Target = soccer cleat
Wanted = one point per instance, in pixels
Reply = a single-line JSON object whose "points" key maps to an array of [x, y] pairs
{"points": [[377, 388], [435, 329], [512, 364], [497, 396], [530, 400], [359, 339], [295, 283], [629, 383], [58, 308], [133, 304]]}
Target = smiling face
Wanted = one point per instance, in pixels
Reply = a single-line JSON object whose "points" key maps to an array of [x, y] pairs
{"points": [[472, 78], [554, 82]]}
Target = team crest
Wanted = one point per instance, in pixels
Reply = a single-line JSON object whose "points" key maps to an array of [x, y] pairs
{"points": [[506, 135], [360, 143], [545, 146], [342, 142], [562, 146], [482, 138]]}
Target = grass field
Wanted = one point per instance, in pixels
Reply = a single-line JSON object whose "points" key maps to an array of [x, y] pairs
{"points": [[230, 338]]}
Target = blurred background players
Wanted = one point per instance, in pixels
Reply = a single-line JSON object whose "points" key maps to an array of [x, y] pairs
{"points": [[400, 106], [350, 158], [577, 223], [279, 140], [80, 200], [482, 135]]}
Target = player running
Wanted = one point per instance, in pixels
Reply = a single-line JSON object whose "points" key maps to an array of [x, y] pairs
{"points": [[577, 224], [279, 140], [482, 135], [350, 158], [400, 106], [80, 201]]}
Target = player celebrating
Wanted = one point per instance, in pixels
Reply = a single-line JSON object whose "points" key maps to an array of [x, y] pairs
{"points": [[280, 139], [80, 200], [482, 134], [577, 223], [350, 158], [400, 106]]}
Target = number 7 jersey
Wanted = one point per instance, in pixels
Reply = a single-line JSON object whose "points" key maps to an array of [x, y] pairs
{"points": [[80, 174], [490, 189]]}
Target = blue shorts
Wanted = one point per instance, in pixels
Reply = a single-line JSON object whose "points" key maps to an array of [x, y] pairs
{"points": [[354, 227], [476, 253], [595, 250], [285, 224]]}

> _WHAT YOU WILL DO_: Each line in the listing above that includes the word "Target" needs to be copied out.

> _RESULT_:
Target = soccer cleat
Target = smiling face
Target = team crest
Target = grass field
Target = blurred background players
Target = player running
Target = player celebrating
Target = number 7 jersey
Target = blue shorts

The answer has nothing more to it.